### DATA FOR ANALYSIS
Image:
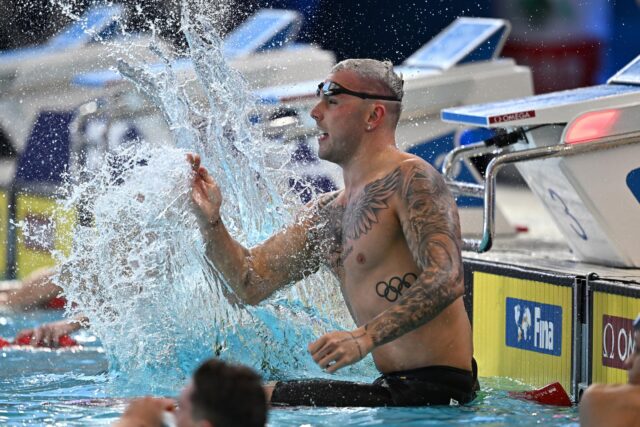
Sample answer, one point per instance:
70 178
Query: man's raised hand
336 350
204 192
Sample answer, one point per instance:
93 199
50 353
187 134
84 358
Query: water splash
140 273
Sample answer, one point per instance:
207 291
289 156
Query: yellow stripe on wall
4 233
494 357
50 227
623 309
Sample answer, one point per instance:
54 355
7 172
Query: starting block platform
561 308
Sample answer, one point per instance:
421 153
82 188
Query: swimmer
615 405
391 237
219 395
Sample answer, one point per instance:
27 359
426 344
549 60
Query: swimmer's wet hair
379 71
228 395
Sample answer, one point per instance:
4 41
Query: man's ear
376 116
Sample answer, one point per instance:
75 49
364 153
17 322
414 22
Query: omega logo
617 341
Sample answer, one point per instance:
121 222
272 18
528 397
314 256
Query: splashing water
139 272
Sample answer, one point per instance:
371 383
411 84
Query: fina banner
523 328
612 333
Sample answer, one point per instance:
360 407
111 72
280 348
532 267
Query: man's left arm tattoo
432 230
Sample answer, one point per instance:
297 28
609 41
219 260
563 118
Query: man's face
341 119
632 364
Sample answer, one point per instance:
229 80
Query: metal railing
488 190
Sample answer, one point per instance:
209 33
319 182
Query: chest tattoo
392 290
362 213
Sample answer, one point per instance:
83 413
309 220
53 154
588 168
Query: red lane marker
56 303
553 394
63 341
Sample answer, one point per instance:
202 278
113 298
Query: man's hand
49 333
336 350
146 412
205 193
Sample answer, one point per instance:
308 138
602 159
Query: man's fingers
315 346
331 357
339 364
194 159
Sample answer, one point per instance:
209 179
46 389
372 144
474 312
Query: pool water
74 388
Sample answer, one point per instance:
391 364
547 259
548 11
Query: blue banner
534 326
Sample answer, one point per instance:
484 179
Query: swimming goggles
330 88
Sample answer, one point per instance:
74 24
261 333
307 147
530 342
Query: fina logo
534 326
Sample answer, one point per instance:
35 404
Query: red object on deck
63 341
553 394
56 303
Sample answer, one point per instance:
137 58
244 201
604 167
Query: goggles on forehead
330 88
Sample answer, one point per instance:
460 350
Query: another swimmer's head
223 395
632 364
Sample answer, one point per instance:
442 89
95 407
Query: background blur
567 43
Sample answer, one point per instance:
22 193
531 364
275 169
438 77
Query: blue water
74 388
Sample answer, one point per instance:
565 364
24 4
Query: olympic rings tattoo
393 290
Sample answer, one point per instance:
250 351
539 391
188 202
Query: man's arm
431 226
254 273
610 405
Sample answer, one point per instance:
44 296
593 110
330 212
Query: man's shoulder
608 394
325 199
410 164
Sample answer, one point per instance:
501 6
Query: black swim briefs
432 385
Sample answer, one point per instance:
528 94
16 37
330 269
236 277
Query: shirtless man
615 405
392 238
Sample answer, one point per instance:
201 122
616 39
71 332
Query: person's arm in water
610 405
431 227
146 412
50 333
35 290
254 274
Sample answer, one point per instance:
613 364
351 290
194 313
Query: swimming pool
74 388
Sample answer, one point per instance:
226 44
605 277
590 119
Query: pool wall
540 326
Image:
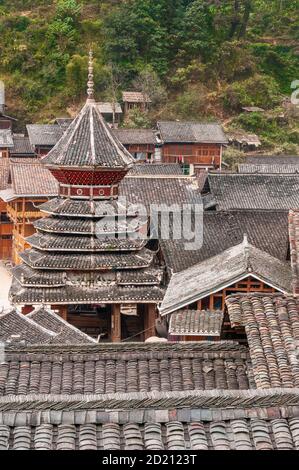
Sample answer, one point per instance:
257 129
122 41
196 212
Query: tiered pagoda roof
90 248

### DIRECTIONS
Print the listing exactly, images excluded.

### WRITTEN SOLUTION
Image:
Sample answer, one point per instance:
70 178
Query: man's raised hand
336 350
204 192
Sample answer, one point per instance:
93 199
50 353
187 134
84 358
Query: water splash
140 273
Sample answer, one point per instance:
207 291
289 156
Query: yellow stripe on wall
4 233
494 357
50 227
623 309
Sample answer, one point per instance:
54 355
7 172
Query: starting block platform
561 308
Sample answer, one point per instance:
421 153
82 188
Query: swimmer
615 405
391 237
219 395
Sample answer, one point per instance:
27 359
426 344
549 60
Query: swimmer's wet hair
379 71
228 395
Sample answer, one point per instance:
4 41
Query: man's ear
376 116
Sample answer, one point per instance:
75 49
364 153
17 322
414 22
Query: omega logo
617 341
Sample answer, one point per instance:
121 222
272 18
528 397
314 256
Query: splashing water
139 272
Sample answer, one point per instance:
371 383
411 84
Query: fina banner
523 328
612 333
Sample answer, one point per instance:
360 407
111 72
280 348
532 267
Query: man's left arm tattoo
432 230
Sample answer, one point per instance:
297 28
609 41
219 260
563 118
Query: man's face
341 119
632 364
Sample answer, one point per instance:
229 80
Query: metal railing
488 190
Sample answer, one point per instance:
209 33
319 182
Query: chest tattoo
392 290
362 213
Sample answer, one point per instance:
83 413
309 220
53 154
588 168
Query: red lane marker
56 303
553 394
63 341
Sample answer, one point per instance:
202 278
113 298
Query: man's hand
49 333
336 350
146 412
205 193
Sample answer, one point per instance:
308 138
602 159
Query: man's fingers
315 346
331 357
339 364
194 159
Sample answer, one point per instance:
209 179
46 389
372 144
474 312
Query: pool water
74 388
Sample answer, one point per instance:
391 364
547 259
548 11
Query: blue banner
534 326
Sample answer, one point per instance:
484 179
Query: swimming goggles
330 88
Sample answer, one point per instance:
74 24
261 333
307 147
530 342
Query: fina logo
534 326
Sample answer, one point per instance:
35 404
Query: red object on deck
63 341
553 394
56 303
Sample answer, one point per instance:
137 58
244 201
604 167
Query: goggles on forehead
330 88
Sample answer, one point per instance:
460 350
Query: another swimmer's head
223 395
632 364
Sample answer, one point per instance:
442 89
95 407
Query: background blur
567 43
Sample answer, one point per instance:
22 193
531 364
275 169
438 77
Query: blue water
74 388
Sample answer, one point per instance:
565 364
24 4
Query: olympic rings tattoo
393 290
Sample answer, one point per instance:
250 351
539 391
188 202
Query: man's arm
431 226
254 273
610 405
Sample answer, one point per instance:
44 296
593 110
330 212
Query: man's shoulder
608 394
325 199
410 164
Sample answer, one point per instance:
501 6
Query: black swim briefs
432 385
Sample answer, one point per instance:
528 94
16 37
330 269
236 277
Query: shirtless man
615 405
392 238
Sample answer, one point per instance:
201 122
616 39
71 332
Query: person's arm in water
610 405
431 227
146 412
50 333
35 290
254 274
Sample answer, one point per instance:
613 364
351 290
194 313
Query: swimming pool
74 388
Sample answer, one point per instance:
226 44
605 277
590 119
Query: pool wall
540 326
Image:
Sample answer, one point per instance:
257 129
122 41
196 212
Query: tiered pagoda roof
90 248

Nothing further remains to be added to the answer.